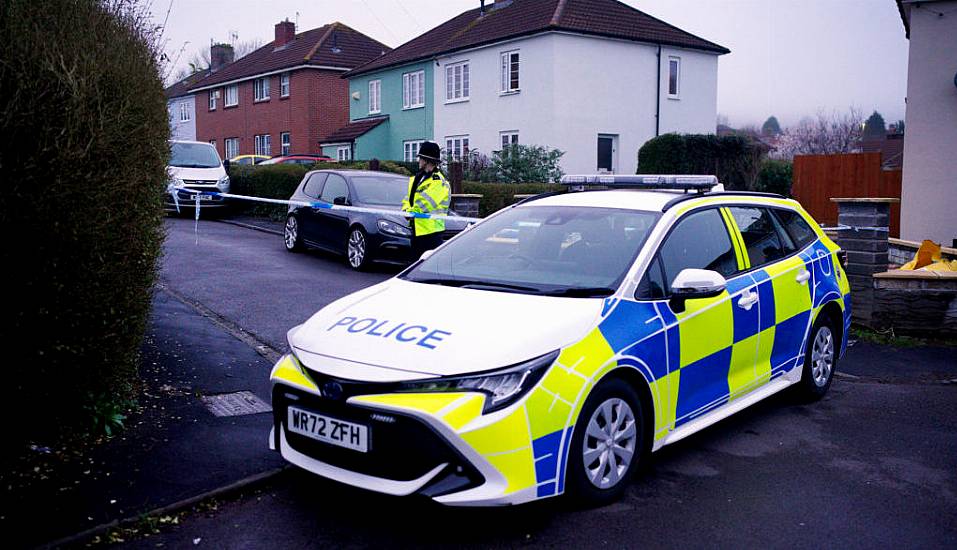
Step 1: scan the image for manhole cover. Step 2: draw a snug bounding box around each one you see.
[201,391,272,416]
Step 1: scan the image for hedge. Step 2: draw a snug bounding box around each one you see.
[462,181,565,218]
[229,160,409,220]
[638,134,768,190]
[0,0,169,448]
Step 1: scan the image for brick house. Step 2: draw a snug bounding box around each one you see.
[189,21,389,158]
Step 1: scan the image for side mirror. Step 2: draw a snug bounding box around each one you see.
[670,268,728,313]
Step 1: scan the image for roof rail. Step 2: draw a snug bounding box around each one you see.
[661,191,787,212]
[561,178,723,193]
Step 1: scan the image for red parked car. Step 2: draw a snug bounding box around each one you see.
[259,154,335,165]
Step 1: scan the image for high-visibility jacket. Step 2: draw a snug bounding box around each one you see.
[402,170,452,237]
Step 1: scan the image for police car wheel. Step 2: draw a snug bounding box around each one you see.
[282,216,303,252]
[799,316,840,401]
[567,378,646,506]
[346,227,369,271]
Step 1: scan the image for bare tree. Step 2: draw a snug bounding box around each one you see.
[173,38,263,82]
[772,107,864,159]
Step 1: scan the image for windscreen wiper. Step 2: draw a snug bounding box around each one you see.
[410,278,542,294]
[542,286,618,298]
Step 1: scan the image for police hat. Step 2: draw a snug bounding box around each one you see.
[419,141,442,163]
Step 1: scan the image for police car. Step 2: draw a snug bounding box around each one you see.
[270,176,850,505]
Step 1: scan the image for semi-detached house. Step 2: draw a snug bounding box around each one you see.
[321,0,729,173]
[189,21,389,158]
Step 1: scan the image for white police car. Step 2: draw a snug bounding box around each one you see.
[270,176,850,505]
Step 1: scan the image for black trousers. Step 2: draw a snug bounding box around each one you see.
[412,231,442,261]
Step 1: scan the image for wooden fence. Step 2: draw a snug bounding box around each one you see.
[791,153,901,237]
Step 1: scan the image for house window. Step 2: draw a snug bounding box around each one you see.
[223,138,239,159]
[336,145,352,162]
[279,132,291,155]
[445,136,469,160]
[445,61,469,101]
[223,84,239,107]
[501,131,518,153]
[501,52,519,93]
[279,73,289,97]
[402,71,425,109]
[253,134,272,157]
[402,140,422,162]
[668,57,681,99]
[369,80,382,115]
[253,77,269,101]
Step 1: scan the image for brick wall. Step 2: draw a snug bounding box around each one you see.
[196,69,349,156]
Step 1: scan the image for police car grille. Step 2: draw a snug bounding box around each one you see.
[272,385,482,486]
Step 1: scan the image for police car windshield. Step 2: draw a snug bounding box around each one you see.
[169,142,220,168]
[402,205,659,297]
[352,176,409,208]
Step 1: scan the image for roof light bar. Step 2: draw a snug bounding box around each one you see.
[561,174,719,191]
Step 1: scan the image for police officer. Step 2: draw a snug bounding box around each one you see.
[402,141,452,260]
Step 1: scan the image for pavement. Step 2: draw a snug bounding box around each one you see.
[11,219,957,548]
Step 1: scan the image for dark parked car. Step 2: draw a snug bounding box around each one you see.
[259,154,335,166]
[284,170,467,270]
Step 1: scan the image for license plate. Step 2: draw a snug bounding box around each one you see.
[286,407,369,453]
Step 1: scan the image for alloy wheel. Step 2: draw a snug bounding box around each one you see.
[582,397,638,489]
[283,216,299,250]
[811,326,834,387]
[347,229,366,269]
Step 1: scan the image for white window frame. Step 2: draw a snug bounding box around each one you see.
[445,61,471,103]
[445,134,469,160]
[499,130,518,151]
[336,145,352,162]
[279,132,292,156]
[253,76,269,102]
[279,73,289,97]
[402,139,425,162]
[499,50,522,94]
[667,55,681,99]
[223,84,239,107]
[253,134,272,157]
[402,71,425,109]
[223,138,239,159]
[369,79,382,115]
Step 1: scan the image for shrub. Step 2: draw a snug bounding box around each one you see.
[638,134,767,190]
[754,159,794,197]
[0,0,169,448]
[462,181,565,218]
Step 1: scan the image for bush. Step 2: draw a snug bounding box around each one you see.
[462,181,565,218]
[754,159,794,197]
[0,0,169,448]
[229,160,410,220]
[638,134,768,190]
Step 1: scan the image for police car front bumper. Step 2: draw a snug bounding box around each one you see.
[269,355,538,506]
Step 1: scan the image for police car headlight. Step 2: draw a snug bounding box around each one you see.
[400,350,558,413]
[378,220,412,237]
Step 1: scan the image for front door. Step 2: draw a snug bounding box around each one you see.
[598,134,618,173]
[657,208,740,427]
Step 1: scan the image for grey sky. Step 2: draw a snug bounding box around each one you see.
[152,0,907,126]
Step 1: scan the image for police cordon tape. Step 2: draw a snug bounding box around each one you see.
[168,187,482,223]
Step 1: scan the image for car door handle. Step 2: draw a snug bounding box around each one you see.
[738,290,758,311]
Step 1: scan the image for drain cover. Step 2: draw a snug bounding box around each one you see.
[201,391,272,416]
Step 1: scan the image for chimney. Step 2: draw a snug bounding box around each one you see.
[209,44,234,72]
[273,19,296,48]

◇ ◇ ◇

* _TASK BRIEF_
Please turn the listing, from its first line through the line that contains "[542,286,618,298]", with both ends included, into a JSON list of strings. Use one string per line, skip blank lines, and leave out the pictures.

* _ANSWER BELOW_
[
  "Step 1: scan the image for manhole cover. Step 2: draw a snug bounding box around each one you see.",
  "[201,391,272,416]",
  "Step 1: scan the image for hedge. Step 2: draw a snug bounding box around each one you see.",
  "[462,181,565,218]",
  "[229,160,409,220]",
  "[638,134,768,190]",
  "[0,0,169,448]",
  "Step 1: scan the image for brick house. Step 2: draw a snug bounding box around each one you see.",
  "[189,21,389,158]",
  "Step 1: scan the image for side mirror. Step 2: draw a snug bounding box around each one you see.",
  "[670,268,728,313]",
  "Step 1: scan the image for roof rail. Step 2: draw a snug bounding box around each one you see.",
  "[661,191,787,212]",
  "[561,178,723,193]",
  "Step 1: scan the image for red parked car. Step 2: draw a snug bounding box around each one you see.",
  "[259,154,335,165]",
  "Step 1: scan the image for high-visibility jacket. Step 2: draw a snug bounding box around each one you see.",
  "[402,170,452,237]",
  "Step 1: scan the image for police car wheel. Step 2: draw a snug bounding box around each one you see.",
  "[282,216,303,252]",
  "[799,316,840,401]",
  "[567,378,646,506]",
  "[346,227,369,271]",
  "Step 1: scan the image for bare tree. Step 2: draw a snug bounding box around each one you see.",
  "[173,38,263,82]",
  "[772,107,864,159]",
  "Step 1: scan the image for windscreen wiper. Step 2: draw a snug bounding box around each one you see.",
  "[410,278,542,294]",
  "[542,286,618,298]"
]